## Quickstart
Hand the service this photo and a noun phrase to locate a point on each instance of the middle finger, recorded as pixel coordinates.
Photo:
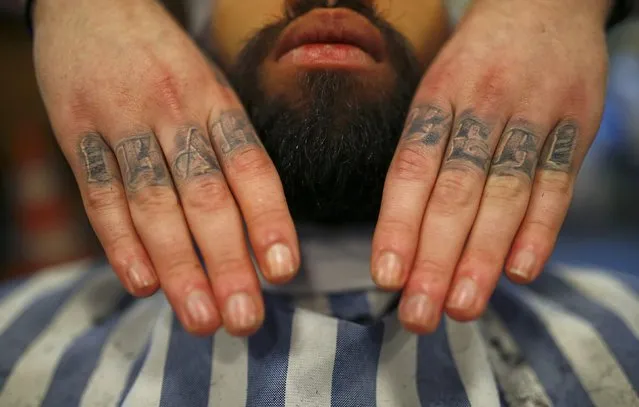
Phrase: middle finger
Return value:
(449, 216)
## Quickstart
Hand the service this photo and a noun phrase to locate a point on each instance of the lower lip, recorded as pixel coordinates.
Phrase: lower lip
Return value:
(328, 56)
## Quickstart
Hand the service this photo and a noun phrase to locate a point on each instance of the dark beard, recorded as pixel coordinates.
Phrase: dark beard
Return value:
(333, 147)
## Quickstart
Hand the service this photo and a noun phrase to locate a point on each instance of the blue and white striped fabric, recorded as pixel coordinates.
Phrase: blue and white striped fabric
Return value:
(71, 336)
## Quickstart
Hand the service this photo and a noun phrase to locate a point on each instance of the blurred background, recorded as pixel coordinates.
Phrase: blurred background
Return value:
(43, 222)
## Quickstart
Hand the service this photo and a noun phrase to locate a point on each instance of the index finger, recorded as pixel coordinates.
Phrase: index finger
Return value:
(257, 188)
(409, 183)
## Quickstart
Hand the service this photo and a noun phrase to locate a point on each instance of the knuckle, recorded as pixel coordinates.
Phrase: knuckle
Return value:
(542, 226)
(155, 199)
(207, 194)
(231, 267)
(506, 189)
(481, 260)
(181, 269)
(430, 273)
(102, 200)
(251, 161)
(265, 219)
(454, 191)
(556, 183)
(397, 225)
(491, 88)
(166, 91)
(412, 163)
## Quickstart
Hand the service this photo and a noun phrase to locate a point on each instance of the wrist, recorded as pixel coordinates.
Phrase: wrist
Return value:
(589, 11)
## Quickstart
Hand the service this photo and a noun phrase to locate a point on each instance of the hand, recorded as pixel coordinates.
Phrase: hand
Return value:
(483, 175)
(163, 154)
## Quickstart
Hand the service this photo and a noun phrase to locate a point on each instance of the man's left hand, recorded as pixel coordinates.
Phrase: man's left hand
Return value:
(484, 172)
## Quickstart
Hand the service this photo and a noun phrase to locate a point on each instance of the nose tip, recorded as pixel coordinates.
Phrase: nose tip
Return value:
(293, 5)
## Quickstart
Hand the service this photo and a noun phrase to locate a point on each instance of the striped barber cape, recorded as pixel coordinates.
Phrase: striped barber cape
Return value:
(71, 336)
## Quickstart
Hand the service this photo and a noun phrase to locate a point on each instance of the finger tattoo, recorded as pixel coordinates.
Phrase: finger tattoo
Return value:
(427, 125)
(195, 156)
(141, 162)
(560, 148)
(470, 144)
(94, 152)
(517, 153)
(221, 78)
(232, 131)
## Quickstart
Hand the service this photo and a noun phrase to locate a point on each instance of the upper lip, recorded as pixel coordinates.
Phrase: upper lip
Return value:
(332, 26)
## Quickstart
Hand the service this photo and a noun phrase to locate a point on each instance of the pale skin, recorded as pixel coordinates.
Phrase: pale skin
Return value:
(165, 156)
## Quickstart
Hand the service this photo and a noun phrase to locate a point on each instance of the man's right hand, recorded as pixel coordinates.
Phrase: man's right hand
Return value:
(163, 153)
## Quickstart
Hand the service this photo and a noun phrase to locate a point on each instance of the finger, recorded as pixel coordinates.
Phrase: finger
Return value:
(409, 182)
(98, 177)
(259, 193)
(552, 192)
(448, 218)
(503, 205)
(160, 223)
(216, 224)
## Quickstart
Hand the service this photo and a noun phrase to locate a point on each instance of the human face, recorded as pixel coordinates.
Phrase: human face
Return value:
(424, 23)
(327, 87)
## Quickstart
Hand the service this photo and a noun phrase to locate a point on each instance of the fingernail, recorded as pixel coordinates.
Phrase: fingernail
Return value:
(280, 261)
(418, 310)
(241, 312)
(200, 308)
(141, 275)
(389, 270)
(524, 264)
(464, 294)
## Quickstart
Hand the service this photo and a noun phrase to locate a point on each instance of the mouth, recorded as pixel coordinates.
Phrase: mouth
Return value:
(337, 37)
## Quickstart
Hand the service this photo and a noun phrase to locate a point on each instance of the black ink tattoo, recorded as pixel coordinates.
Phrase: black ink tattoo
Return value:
(195, 155)
(560, 148)
(470, 143)
(94, 153)
(427, 125)
(220, 77)
(141, 162)
(517, 152)
(232, 131)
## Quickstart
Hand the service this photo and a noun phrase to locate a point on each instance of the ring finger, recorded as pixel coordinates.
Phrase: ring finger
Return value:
(160, 223)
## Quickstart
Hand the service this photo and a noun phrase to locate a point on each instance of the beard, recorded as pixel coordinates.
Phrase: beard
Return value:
(332, 146)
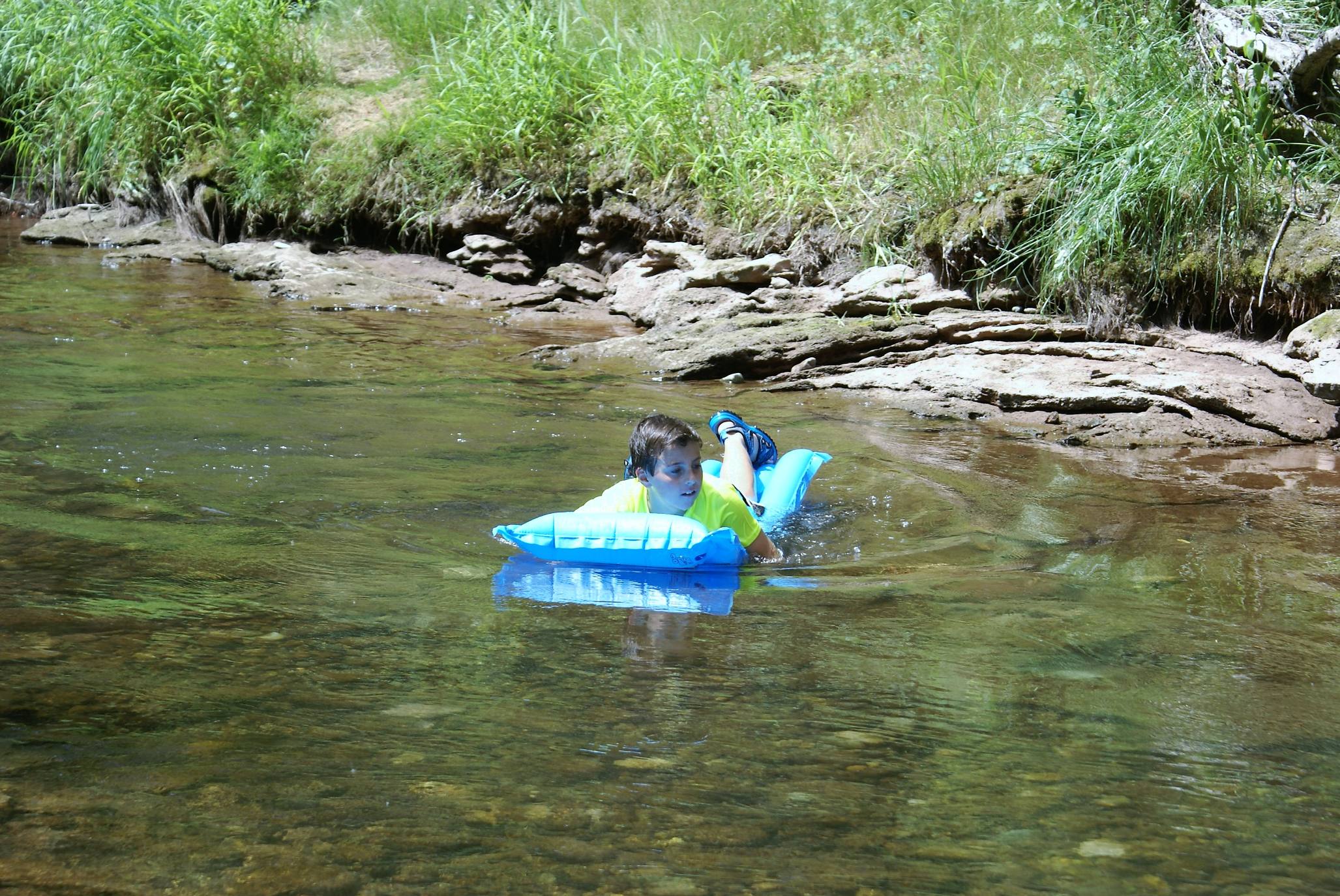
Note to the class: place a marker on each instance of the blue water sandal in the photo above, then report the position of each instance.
(763, 451)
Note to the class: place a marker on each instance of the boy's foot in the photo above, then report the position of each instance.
(763, 451)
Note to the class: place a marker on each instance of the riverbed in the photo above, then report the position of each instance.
(255, 636)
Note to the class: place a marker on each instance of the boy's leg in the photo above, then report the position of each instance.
(736, 466)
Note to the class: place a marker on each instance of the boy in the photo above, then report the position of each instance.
(665, 476)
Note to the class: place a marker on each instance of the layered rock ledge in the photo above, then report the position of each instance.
(889, 331)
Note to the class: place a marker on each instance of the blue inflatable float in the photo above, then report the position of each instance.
(668, 591)
(663, 540)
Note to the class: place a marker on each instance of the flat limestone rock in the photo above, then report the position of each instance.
(101, 227)
(875, 278)
(1323, 378)
(1209, 400)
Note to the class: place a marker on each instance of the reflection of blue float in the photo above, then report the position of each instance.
(660, 540)
(672, 591)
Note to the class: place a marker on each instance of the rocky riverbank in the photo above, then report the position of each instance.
(891, 331)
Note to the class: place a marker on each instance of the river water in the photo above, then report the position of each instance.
(255, 639)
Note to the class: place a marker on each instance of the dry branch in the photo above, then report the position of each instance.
(1299, 63)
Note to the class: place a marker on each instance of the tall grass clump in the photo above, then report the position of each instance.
(105, 95)
(1148, 164)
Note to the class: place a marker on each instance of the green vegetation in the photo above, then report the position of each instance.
(101, 95)
(862, 115)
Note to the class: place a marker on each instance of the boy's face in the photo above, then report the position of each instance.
(677, 481)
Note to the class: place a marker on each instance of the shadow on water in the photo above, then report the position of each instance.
(255, 636)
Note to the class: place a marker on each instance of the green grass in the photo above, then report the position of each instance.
(858, 115)
(113, 95)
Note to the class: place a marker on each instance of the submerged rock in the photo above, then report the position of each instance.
(1309, 339)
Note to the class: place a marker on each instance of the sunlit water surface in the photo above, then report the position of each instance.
(251, 642)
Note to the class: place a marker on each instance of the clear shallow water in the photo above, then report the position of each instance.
(250, 642)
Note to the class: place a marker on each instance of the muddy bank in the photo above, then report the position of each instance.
(891, 333)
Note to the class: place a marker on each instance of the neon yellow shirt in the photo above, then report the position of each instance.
(717, 505)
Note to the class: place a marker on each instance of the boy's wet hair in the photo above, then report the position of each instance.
(654, 434)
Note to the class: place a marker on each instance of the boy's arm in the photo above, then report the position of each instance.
(763, 548)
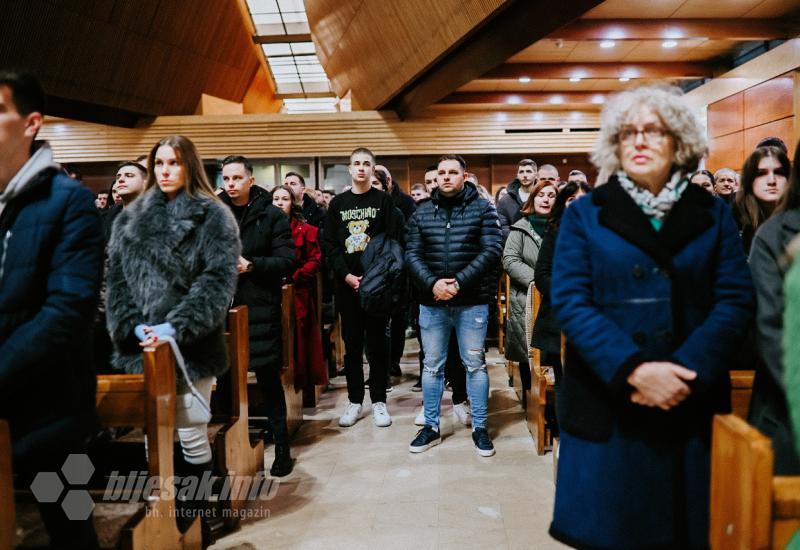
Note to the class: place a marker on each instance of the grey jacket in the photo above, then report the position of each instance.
(768, 408)
(519, 261)
(173, 261)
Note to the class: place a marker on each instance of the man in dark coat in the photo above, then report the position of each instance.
(453, 242)
(312, 212)
(508, 208)
(51, 252)
(267, 257)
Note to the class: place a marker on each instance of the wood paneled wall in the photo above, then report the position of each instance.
(337, 134)
(738, 122)
(375, 48)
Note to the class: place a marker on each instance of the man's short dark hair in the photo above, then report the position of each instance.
(238, 159)
(298, 176)
(773, 141)
(363, 151)
(458, 158)
(133, 163)
(26, 92)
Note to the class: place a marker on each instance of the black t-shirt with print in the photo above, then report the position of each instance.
(352, 220)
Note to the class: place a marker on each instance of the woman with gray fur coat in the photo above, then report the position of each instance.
(172, 272)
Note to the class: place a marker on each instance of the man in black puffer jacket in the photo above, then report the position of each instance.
(267, 257)
(453, 242)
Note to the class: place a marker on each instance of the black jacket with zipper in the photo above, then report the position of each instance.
(457, 237)
(267, 242)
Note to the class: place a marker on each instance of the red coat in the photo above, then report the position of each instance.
(309, 361)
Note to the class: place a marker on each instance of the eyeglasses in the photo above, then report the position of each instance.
(651, 133)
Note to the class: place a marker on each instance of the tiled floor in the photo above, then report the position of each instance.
(359, 487)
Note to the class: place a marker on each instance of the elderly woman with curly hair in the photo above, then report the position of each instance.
(651, 287)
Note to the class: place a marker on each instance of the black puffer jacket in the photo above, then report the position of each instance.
(454, 237)
(267, 242)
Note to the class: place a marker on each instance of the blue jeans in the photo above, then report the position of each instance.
(470, 324)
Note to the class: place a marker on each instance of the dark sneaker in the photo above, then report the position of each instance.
(426, 438)
(483, 443)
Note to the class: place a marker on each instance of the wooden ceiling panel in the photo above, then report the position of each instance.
(715, 8)
(131, 59)
(403, 40)
(623, 9)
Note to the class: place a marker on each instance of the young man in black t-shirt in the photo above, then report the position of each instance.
(354, 217)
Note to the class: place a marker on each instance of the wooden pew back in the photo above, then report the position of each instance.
(7, 510)
(749, 507)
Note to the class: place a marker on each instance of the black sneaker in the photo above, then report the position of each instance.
(426, 438)
(483, 443)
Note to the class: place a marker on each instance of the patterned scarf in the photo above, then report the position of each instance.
(655, 206)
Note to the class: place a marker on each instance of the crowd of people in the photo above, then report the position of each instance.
(645, 274)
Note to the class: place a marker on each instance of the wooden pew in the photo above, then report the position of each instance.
(148, 401)
(542, 387)
(741, 391)
(294, 397)
(234, 453)
(749, 507)
(7, 510)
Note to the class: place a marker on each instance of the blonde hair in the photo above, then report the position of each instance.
(196, 181)
(668, 103)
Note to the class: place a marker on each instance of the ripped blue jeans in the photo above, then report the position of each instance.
(470, 324)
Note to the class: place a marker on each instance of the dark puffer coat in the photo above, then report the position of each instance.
(457, 237)
(267, 242)
(51, 253)
(172, 261)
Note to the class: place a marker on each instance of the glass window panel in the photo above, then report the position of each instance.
(302, 48)
(270, 30)
(263, 6)
(291, 5)
(289, 88)
(298, 28)
(267, 19)
(276, 49)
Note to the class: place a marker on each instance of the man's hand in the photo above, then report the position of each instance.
(353, 281)
(243, 265)
(660, 384)
(444, 289)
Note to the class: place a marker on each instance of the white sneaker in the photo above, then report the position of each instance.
(380, 415)
(351, 414)
(463, 413)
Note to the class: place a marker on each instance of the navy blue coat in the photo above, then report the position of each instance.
(631, 476)
(49, 283)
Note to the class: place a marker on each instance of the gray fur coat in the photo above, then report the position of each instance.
(173, 261)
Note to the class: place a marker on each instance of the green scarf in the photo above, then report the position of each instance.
(538, 223)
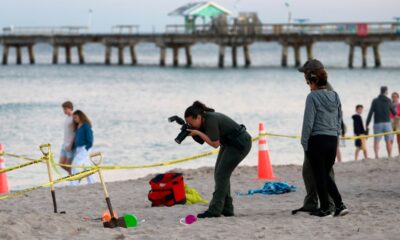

◆ ◆ ◆

### Challenge
Format the rows from the line containing "the green scarf" through the end of the rows as a numbered list, leaving out blank lines and any pictures.

### Expected answer
1. Note to the class: place a marker on each instance of the green scarf in the photo above, then report the position of each instance.
2. (538, 223)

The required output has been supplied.